Posts from October 2010.

Why Trusts Fail…

From the desk of Kristina Haymes, Estate Planning Attorney in beautiful San Diego (Del Mar/Carmel Valley area to be exact!)… but serving all of San Diego County and California (virtually)…

The question of the day is… Why Trusts Fail. 

Now, you may be saying to yourself, “I didn’t know trusts fail.”  How can a trust fail?  Well, this may be a dirty little secret in the estate planning industry… but Trusts can and do fail all the time.

But before we get into the reasons why a trust may fail, let’s talk briefly about what a trust is.

A Trust is a legal instrument and it has to have certain things: 1) a writing, 2) trust res (or property), 3) a Grantor (or the person making the Trust) has to have intent and capacity to make a trust and you need a Grantor, a Trustee (someone to manage the Trust) and a beneficiary of the Trust.

In California, if you own your own home, or any property (real as in real estate or personal (as in things) or cash or stock) over $100,000 then you will want to set up a Living Trust.

A Living Trust is a revocable trust (which means that the Grantor (or trustmaker) can revoke it, end it, change it, amend it – do whatever he or she wants with the Trust during his or her life.

In a separate post I will talk about why you would want to establish a Trust, but for now, let’s assume that you fully comprehend why it is critical to establish a trust.  If you are not convinced, see this blog post here on Why You Need a Living Trust.

Now that you understand it’s critical to have a Trust, you want to make sure that your Trust won’t fail!

Here are the top reasons why trusts fail…

1.  Trust is not fully funded!  Yikes!  For years estate planning attorneys were generating trusts for people and then sending them on their merry way with an instruction like, “now go out and fund your trust.”  What?

Yes, you like most people, would probably be saying what?  How on earth do I do that?  Well, the truth is, it is not that complicated, but it can be time consuming.  But if you are unfamiliar with the process, you may not have any idea where to start.  I know that when I first did a trust for myself (before I was an estate planning lawyer) we never executed the trust and we never transferred our home to the trust, so pretty much our trust was worthless!

Chances are that if you paid a very low fee for your trust, or you used an online service, then your trust is not fully funded.  And guess what?  If your trust is not fully funded, it’s likely to fail!

Why?  In order for a Trust to work, the Trust (the fictious entity that you created to hold your property) needs to actually own all of your assets. 

  • So, you will sign a new deed, placing all of your real estate into your Trust. 
  • You will change the ownership on all of your bank accounts and brokerage accounts. 
  • You will have your stock certificates reissued in the name of your trust.

Rows from a pointing dataset
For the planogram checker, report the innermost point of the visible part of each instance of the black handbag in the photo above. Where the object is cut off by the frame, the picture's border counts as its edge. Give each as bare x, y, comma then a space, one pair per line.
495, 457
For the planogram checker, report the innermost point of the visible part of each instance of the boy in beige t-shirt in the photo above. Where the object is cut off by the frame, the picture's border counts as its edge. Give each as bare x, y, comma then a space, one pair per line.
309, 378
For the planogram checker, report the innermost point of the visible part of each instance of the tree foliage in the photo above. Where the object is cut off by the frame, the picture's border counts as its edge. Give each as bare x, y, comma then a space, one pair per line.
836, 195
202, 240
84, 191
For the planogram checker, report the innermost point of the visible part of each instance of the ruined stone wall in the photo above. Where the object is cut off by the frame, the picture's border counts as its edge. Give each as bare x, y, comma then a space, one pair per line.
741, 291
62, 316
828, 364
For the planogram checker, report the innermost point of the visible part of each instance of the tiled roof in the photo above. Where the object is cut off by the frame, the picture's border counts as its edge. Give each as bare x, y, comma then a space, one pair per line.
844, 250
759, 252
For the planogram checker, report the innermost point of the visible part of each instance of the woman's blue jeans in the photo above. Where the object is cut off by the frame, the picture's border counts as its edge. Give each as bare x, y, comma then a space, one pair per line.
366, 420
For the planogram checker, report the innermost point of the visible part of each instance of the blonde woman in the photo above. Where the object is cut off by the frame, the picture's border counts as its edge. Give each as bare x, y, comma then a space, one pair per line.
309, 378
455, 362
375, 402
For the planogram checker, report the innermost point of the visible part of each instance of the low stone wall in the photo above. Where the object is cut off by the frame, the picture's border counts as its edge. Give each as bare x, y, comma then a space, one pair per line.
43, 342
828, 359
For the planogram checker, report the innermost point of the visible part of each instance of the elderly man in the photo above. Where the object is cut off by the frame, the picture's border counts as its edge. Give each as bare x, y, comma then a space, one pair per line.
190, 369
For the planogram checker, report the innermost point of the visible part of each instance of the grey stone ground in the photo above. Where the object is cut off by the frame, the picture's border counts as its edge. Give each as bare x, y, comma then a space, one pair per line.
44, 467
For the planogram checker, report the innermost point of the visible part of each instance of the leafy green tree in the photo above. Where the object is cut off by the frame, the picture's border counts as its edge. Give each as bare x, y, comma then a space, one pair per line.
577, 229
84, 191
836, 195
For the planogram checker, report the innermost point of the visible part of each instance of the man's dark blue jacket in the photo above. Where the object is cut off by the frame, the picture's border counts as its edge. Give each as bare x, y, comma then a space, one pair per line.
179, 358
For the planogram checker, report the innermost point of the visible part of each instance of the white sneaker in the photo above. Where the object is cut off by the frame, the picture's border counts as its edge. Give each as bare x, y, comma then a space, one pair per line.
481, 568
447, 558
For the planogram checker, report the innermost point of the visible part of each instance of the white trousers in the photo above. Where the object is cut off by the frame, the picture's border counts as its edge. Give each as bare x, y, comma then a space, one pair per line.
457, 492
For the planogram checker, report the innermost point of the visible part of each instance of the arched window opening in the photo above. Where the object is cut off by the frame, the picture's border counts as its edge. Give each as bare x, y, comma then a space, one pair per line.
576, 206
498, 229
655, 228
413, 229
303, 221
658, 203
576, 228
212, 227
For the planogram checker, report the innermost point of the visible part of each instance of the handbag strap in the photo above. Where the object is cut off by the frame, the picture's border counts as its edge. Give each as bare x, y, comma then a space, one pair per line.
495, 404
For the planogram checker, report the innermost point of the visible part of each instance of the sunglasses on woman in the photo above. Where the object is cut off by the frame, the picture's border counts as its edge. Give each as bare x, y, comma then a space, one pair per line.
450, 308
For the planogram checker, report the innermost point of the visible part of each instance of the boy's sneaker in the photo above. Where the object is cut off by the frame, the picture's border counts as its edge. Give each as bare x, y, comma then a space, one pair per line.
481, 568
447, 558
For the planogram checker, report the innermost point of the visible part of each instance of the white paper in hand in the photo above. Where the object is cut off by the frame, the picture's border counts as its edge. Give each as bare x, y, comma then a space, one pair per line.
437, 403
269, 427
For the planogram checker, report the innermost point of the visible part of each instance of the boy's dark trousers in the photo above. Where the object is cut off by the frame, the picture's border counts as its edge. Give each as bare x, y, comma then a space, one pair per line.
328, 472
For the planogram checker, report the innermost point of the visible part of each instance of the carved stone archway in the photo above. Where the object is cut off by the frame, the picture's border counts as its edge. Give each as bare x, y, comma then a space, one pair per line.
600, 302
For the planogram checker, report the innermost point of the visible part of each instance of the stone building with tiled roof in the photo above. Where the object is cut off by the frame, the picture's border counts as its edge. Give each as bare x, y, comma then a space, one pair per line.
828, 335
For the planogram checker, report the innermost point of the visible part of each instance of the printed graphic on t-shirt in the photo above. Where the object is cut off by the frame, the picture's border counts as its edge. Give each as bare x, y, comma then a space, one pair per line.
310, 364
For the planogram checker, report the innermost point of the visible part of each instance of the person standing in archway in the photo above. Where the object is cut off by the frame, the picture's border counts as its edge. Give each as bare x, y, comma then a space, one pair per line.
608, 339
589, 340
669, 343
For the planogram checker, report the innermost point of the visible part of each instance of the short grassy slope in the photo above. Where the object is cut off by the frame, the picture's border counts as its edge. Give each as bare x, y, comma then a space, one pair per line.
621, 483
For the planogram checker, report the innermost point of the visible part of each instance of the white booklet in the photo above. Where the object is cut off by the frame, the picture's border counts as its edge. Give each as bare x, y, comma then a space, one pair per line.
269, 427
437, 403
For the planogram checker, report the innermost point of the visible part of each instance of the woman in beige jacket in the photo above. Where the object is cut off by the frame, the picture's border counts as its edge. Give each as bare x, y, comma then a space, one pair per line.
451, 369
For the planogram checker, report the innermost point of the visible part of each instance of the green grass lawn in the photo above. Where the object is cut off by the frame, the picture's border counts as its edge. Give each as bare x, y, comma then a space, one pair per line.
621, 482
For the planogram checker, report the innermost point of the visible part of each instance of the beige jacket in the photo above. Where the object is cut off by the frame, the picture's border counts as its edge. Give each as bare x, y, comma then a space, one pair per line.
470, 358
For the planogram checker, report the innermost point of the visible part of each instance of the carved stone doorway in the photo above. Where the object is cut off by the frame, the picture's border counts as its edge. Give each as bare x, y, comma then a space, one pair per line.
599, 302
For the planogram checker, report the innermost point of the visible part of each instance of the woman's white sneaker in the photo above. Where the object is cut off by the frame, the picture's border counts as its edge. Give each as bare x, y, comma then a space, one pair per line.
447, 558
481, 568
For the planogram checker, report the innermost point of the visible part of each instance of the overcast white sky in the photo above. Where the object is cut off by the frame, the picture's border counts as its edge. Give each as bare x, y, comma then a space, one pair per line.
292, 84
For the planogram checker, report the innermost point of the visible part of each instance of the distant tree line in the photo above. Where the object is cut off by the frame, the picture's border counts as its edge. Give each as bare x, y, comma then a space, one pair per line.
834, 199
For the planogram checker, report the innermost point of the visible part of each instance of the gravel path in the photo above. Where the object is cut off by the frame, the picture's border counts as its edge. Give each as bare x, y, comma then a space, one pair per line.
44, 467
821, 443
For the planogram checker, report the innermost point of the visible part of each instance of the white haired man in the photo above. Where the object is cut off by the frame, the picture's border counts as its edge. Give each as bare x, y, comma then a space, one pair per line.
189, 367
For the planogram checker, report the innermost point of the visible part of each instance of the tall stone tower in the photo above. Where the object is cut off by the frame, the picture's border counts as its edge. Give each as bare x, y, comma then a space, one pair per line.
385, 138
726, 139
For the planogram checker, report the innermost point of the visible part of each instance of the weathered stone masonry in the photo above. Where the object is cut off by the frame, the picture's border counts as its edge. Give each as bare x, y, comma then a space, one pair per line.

§ EXERCISE TASK 1
The trust post ends with a set of bullet points. List each action they give for placing your assets in your trust.
§ EXERCISE TASK 2
Select every line of the listing that contains the string "wall", matching case exactly.
The text and the listing have no connection to each other.

§ WRITTEN RESPONSE 1
- Sign a new deed that places all of your real estate into your trust.
- Change the ownership on all of your bank accounts and brokerage accounts.
- Have your stock certificates reissued in the name of your trust.

§ WRITTEN RESPONSE 2
For the planogram checker, report the innermost point of the visible part of each instance of the ruined stone wall in the photo above. Where the object is cut off by the frame, the picture's border counts as its edge. Give each as bare x, y, comma then a space, one pair per line.
For the planogram checker, report the innermost point of the visible part of each instance of the low stone wall in the photo above. Where the object is cut off by the frame, the picture's border counts as its edge. Give each as bare x, y, comma then a space, one pair per line.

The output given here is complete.